_Exercise A_
According to the passage on modular MMIS interoperability, how many paths do states typically choose from to achieve it?
_Exercise B_
Return everything in the passage on modular MMIS interoperability from "Many of the" down to "across State agencies.".
_Exercise C_
In the passage on modular MMIS interoperability, rewrite the paragraph beginning "Using a single underlying technological platform" in fewer words, keeping its main facts.

Many of the commercial off-the-shelf (COTS) applications and modules that have been added in recent years still rely on legacy technologies that have grown too rigid to alter or easily integrate across multiple platforms and/or providers. Connecting disparate technologies that weren’t intended to operate with other systems remains a burdensome challenge.
In order to mitigate the risk, the states typically choose one of three paths to achieve modular MMIS interoperability:
- Using a single underlying technological platform – first defining standards and processes and then acquiring applications and services as needed over the complete lifecycle of the platform. Once a State determines which platform to use, the information gathered will provide vendors solid guidance for how to build and integrate modules to run on the platform and integrate with other systems across State agencies.
- Establishing a set of data and process standards – that must be adhered to for seamless integration and optimization across multiple platforms and modules. In this scenario, state officials provide guidelines for data and/or application programming interfaces (APIs). This guidance helps industry partners determine how best to implement modules that will meet the state’s predefined standards.

_Image point grounding items_
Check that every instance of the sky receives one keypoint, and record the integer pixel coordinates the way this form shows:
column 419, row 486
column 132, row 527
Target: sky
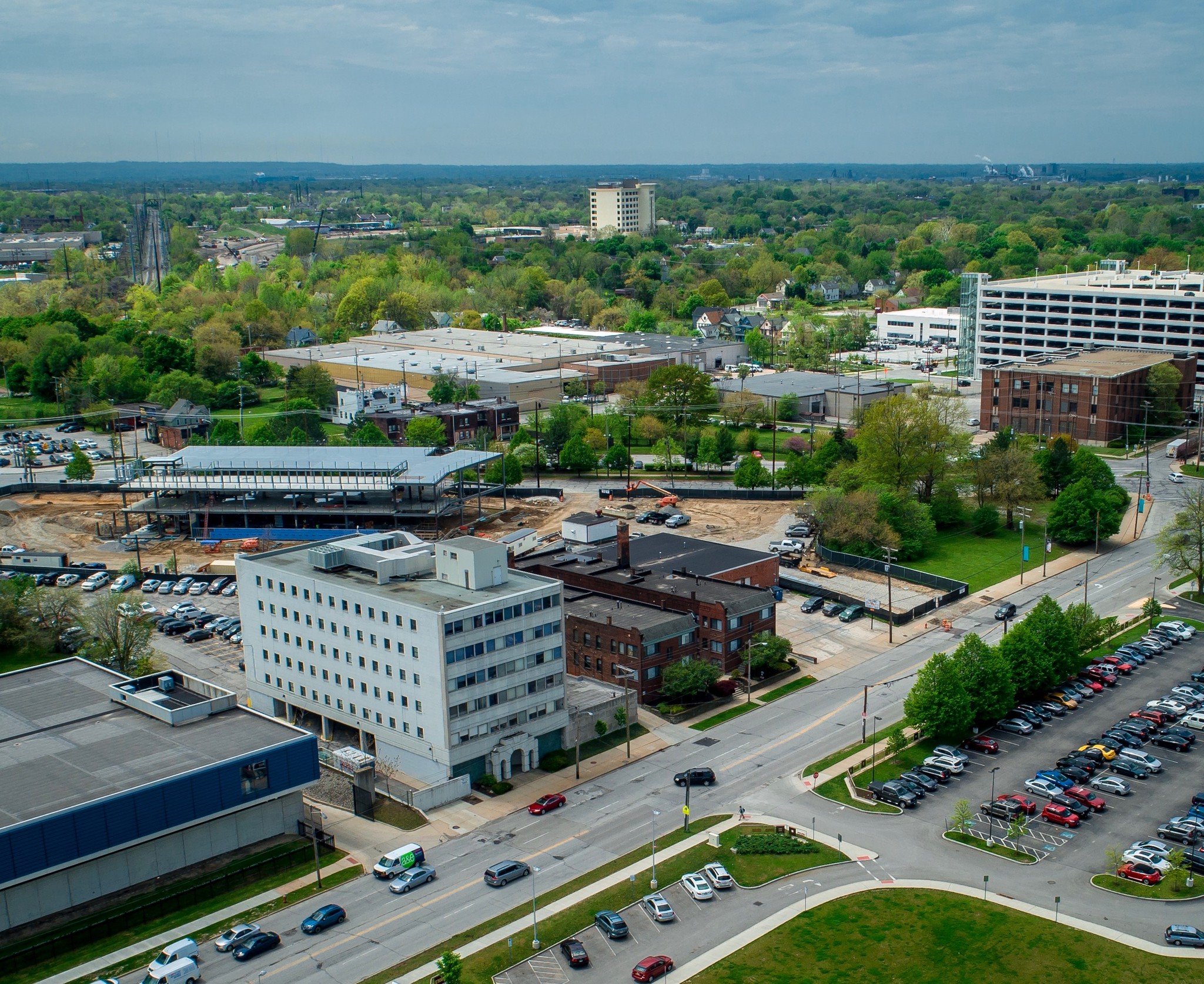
column 601, row 81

_Written response A_
Three.

_Written response B_
Many of the commercial off-the-shelf (COTS) applications and modules that have been added in recent years still rely on legacy technologies that have grown too rigid to alter or easily integrate across multiple platforms and/or providers. Connecting disparate technologies that weren’t intended to operate with other systems remains a burdensome challenge.
In order to mitigate the risk, the states typically choose one of three paths to achieve modular MMIS interoperability:
- Using a single underlying technological platform – first defining standards and processes and then acquiring applications and services as needed over the complete lifecycle of the platform. Once a State determines which platform to use, the information gathered will provide vendors solid guidance for how to build and integrate modules to run on the platform and integrate with other systems across State agencies.

_Written response C_
Build on one technology platform: define standards and processes first, then acquire applications and services as needed over the platform's full lifecycle. Once a State chooses the platform, the information gathered gives vendors solid guidance for building modules that run on it and integrate with other systems across State agencies.